Stated goal ->
Print verbatim the lines of the entries from the one containing "Indicate each instance of the woman's arm" to the last, inclusive, and no others.

───── Available records

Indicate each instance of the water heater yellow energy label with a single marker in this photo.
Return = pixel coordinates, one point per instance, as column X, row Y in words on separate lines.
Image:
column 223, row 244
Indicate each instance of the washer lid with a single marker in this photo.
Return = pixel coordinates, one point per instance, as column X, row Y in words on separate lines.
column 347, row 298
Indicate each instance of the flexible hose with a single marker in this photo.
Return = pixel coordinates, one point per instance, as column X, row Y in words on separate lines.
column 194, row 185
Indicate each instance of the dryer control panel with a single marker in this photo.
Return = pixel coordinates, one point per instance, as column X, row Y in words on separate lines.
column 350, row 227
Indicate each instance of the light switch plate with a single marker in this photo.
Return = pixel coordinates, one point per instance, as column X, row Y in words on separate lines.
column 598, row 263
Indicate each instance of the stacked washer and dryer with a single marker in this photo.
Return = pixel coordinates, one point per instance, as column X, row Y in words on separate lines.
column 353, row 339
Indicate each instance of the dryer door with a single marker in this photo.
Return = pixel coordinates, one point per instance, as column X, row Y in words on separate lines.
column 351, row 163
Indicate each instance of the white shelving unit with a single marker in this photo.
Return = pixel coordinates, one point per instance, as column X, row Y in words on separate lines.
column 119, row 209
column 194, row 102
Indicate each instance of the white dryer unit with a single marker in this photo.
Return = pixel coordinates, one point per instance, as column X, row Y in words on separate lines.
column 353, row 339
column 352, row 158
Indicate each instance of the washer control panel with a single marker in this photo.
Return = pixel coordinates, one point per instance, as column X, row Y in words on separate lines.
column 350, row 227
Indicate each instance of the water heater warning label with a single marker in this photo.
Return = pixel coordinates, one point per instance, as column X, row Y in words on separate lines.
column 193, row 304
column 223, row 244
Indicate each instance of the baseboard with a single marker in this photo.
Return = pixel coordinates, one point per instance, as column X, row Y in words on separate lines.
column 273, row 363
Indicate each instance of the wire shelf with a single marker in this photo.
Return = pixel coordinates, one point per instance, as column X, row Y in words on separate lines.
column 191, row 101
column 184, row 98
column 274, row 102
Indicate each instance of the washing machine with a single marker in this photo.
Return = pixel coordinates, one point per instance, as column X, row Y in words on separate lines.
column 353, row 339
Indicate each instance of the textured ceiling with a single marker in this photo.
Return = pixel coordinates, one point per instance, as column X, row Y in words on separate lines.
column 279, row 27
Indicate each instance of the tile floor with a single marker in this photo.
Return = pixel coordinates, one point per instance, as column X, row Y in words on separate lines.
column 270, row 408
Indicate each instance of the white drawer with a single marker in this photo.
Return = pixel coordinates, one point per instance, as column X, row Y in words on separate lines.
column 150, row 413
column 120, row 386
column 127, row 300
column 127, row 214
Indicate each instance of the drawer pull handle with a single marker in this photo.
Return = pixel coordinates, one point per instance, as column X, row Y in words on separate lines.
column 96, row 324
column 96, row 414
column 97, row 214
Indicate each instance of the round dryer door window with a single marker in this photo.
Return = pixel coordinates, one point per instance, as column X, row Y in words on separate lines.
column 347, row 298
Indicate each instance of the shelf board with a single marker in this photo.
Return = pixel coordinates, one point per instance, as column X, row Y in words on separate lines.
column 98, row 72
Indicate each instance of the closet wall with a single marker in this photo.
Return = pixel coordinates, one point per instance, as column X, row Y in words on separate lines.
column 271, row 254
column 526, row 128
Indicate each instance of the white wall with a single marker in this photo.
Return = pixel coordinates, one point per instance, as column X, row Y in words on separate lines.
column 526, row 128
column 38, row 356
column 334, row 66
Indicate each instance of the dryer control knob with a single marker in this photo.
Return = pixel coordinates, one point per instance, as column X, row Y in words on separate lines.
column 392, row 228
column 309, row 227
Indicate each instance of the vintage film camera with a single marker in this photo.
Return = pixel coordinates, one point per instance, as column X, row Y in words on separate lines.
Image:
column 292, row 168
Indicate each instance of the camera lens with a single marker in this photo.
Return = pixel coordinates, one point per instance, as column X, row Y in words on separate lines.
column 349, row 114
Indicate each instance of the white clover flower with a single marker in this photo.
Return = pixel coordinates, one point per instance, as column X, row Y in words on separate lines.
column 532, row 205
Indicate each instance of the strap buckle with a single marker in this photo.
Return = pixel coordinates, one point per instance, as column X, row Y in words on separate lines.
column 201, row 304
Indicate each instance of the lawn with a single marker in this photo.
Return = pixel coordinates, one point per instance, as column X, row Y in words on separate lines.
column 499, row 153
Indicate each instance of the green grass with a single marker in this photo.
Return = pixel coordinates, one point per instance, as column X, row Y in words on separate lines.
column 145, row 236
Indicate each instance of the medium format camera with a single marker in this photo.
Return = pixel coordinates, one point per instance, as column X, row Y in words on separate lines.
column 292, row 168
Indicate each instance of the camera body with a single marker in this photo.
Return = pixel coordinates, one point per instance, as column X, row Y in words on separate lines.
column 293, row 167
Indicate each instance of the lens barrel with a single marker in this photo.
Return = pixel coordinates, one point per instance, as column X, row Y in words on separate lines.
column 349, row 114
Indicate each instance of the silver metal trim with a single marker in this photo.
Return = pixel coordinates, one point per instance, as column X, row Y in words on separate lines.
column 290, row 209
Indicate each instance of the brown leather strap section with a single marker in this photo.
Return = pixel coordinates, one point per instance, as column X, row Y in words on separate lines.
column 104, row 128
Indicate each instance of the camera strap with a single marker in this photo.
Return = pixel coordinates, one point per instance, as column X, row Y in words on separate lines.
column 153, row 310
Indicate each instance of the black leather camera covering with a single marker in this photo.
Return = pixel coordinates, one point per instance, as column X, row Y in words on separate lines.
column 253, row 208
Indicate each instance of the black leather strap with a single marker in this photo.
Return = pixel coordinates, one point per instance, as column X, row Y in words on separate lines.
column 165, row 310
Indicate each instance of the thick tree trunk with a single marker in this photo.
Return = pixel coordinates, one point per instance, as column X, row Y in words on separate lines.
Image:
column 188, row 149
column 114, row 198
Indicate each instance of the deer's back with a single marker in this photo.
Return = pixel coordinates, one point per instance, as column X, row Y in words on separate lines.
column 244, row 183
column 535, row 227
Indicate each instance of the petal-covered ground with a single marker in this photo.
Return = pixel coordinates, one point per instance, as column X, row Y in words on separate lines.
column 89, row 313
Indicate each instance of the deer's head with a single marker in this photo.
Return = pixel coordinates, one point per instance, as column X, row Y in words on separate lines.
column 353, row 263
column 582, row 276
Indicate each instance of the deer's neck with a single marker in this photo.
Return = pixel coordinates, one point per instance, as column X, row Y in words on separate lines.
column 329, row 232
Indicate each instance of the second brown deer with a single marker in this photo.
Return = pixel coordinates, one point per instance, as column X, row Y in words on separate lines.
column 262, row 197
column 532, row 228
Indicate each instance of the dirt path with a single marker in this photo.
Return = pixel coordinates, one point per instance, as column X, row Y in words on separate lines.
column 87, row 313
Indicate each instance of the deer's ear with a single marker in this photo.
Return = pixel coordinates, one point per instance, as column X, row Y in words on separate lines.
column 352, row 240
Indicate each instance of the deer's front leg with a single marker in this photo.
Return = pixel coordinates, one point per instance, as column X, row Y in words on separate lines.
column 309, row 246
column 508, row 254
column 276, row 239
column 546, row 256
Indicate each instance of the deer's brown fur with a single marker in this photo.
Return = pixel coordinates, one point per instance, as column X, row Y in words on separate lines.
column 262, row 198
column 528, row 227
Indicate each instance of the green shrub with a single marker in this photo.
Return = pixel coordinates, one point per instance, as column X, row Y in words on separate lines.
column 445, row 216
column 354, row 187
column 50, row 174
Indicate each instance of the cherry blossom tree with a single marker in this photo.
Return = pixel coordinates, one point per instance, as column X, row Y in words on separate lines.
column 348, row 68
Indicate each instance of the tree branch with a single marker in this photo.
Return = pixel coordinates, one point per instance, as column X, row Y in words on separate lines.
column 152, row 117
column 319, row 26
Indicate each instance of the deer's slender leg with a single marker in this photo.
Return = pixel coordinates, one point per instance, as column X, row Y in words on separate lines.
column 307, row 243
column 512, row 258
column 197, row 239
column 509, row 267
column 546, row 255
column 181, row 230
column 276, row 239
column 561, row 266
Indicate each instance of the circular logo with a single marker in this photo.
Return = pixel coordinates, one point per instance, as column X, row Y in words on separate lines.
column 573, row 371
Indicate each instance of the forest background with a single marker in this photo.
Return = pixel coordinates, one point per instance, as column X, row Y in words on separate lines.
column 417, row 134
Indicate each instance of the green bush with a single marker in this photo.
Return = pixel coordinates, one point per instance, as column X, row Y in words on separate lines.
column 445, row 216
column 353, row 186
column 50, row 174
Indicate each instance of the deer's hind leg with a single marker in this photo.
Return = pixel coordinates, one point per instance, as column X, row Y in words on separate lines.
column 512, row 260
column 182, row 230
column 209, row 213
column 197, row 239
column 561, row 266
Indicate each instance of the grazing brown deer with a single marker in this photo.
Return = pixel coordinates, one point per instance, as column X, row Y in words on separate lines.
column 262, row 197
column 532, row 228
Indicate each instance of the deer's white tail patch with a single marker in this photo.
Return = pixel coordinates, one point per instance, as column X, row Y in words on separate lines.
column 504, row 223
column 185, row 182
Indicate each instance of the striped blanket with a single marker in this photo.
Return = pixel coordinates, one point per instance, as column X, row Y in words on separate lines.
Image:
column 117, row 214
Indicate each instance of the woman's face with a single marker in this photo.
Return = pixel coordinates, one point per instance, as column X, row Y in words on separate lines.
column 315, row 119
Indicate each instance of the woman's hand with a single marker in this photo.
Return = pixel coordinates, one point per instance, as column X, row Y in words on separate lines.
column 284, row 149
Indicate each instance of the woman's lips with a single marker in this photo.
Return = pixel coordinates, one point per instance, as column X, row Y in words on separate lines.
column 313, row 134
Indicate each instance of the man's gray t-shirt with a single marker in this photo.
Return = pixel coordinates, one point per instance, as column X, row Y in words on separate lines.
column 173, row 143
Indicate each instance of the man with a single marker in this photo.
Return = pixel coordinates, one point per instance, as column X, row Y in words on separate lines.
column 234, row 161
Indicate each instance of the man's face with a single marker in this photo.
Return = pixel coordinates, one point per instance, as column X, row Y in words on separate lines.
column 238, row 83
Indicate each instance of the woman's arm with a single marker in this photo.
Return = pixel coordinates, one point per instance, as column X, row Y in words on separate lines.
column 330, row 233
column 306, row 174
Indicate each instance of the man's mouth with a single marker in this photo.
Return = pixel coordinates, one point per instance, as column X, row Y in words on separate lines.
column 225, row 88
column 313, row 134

──────────

Response below ->
Indicate each instance of the woman's arm with a single marker in this photo.
Return = pixel coordinates, one point per instance, as column X, row Y in words on separate lines.
column 330, row 233
column 306, row 174
Indicate each instance of the man's mouth with a single marker in this photo.
Return = pixel coordinates, one point per instance, as column X, row Y in words on separate lines.
column 225, row 88
column 313, row 134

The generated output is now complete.